> _WHAT IS EXPECTED_: Can you reproduce the records below word for word, every line of them, but leave out the pictures?

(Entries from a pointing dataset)
* * * * * * *
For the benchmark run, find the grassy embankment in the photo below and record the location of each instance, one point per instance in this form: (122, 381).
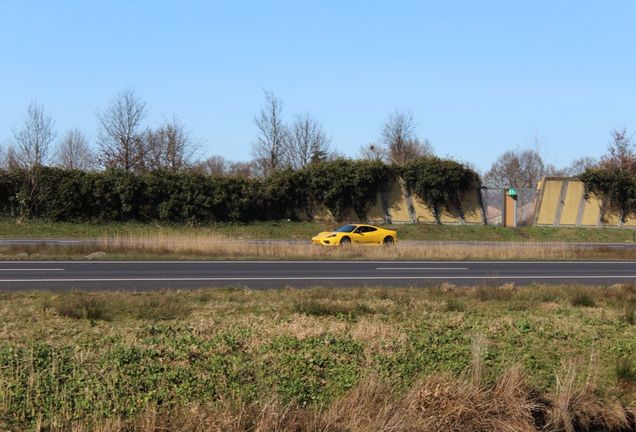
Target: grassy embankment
(223, 241)
(442, 359)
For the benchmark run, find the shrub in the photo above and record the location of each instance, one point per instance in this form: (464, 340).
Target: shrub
(83, 306)
(626, 370)
(318, 308)
(454, 305)
(156, 307)
(628, 314)
(582, 299)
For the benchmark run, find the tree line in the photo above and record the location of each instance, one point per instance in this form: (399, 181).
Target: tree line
(132, 158)
(342, 186)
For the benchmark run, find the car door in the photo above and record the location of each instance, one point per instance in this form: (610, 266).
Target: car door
(372, 235)
(359, 235)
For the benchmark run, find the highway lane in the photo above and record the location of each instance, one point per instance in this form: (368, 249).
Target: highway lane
(427, 243)
(147, 275)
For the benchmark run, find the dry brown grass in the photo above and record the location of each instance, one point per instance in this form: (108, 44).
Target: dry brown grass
(438, 403)
(217, 247)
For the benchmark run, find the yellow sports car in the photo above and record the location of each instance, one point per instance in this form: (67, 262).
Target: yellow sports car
(356, 233)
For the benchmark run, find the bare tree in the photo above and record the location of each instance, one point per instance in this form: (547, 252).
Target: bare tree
(579, 166)
(169, 147)
(32, 140)
(307, 142)
(219, 166)
(520, 168)
(269, 150)
(240, 169)
(73, 151)
(400, 140)
(373, 152)
(620, 152)
(215, 165)
(121, 140)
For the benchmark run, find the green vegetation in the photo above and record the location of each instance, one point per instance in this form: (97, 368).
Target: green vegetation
(289, 230)
(123, 361)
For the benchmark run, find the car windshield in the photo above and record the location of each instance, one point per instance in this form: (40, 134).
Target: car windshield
(346, 228)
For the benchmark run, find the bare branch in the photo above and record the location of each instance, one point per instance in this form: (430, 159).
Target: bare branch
(73, 151)
(270, 147)
(33, 139)
(620, 152)
(120, 139)
(400, 140)
(307, 142)
(169, 147)
(520, 168)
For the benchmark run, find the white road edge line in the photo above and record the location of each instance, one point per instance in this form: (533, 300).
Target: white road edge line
(318, 278)
(48, 269)
(421, 262)
(421, 268)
* * * * * * *
> _SOLVED PROBLEM_:
For the benchmark run, find the grassy embankment in the photo below and record the location of each instance, one point per instance in this form: (122, 381).
Target: grassy embankment
(223, 241)
(442, 359)
For the benchmark run, find the shrub in the photo above and record the location of each instance, one point per instance in this form: (464, 340).
Target: shrub
(83, 306)
(626, 370)
(318, 308)
(454, 305)
(156, 307)
(628, 314)
(582, 299)
For the benchmark run, find the tree line in the photo above and record the location of each instance, one point per instance in this form: (399, 181).
Target: tree line
(132, 158)
(342, 186)
For the benchmark run, find the car door in the photo above and record the location of each instance, one point per instance in this form: (610, 266).
Target: car door
(372, 235)
(359, 235)
For the benchmark run, find the highway lane in the photo above and record the location of each instance, one point per instance in this form: (368, 249).
Target: highway lane
(427, 243)
(147, 275)
For the benchmark run, find the dry brown grass in the photo above and record the location of each instance, one point per instance in this form: (108, 44).
Target: dry brown grass
(438, 403)
(217, 247)
For the benchmark run, find the yellow sports car in the photo above and record the location of each instance, one point per instance in this form: (67, 262).
Target: yellow sports car
(356, 233)
For the benchmark run, find the bare tree in the photo above and record the location of each instance, one point per instance in this form: (547, 252).
Target: bare tree
(579, 166)
(169, 147)
(32, 140)
(307, 142)
(219, 166)
(520, 168)
(269, 150)
(240, 169)
(73, 151)
(400, 140)
(373, 152)
(620, 152)
(215, 165)
(121, 140)
For the benchmark run, find the green vegetation in the photo above and record the location of each instance, one point per instance in this form: (97, 368).
Target: green vegetation
(289, 230)
(123, 361)
For the benchmark run, find the car windshield in the photo above and record the location of each instance, one point per instance in this form: (40, 134).
Target: car windshield
(346, 228)
For the benchmark run, find the bare branch in the photo above and record the location of each instance, one point per instance in this form: (430, 159).
Target: bare branch
(73, 151)
(270, 147)
(33, 139)
(620, 152)
(120, 139)
(400, 140)
(307, 142)
(169, 147)
(520, 168)
For the benchmark run, find the white road edge line in the photo above and record the location of each instance, one point per instance in this form: (533, 300).
Target: white road edge line
(318, 278)
(48, 269)
(421, 262)
(421, 268)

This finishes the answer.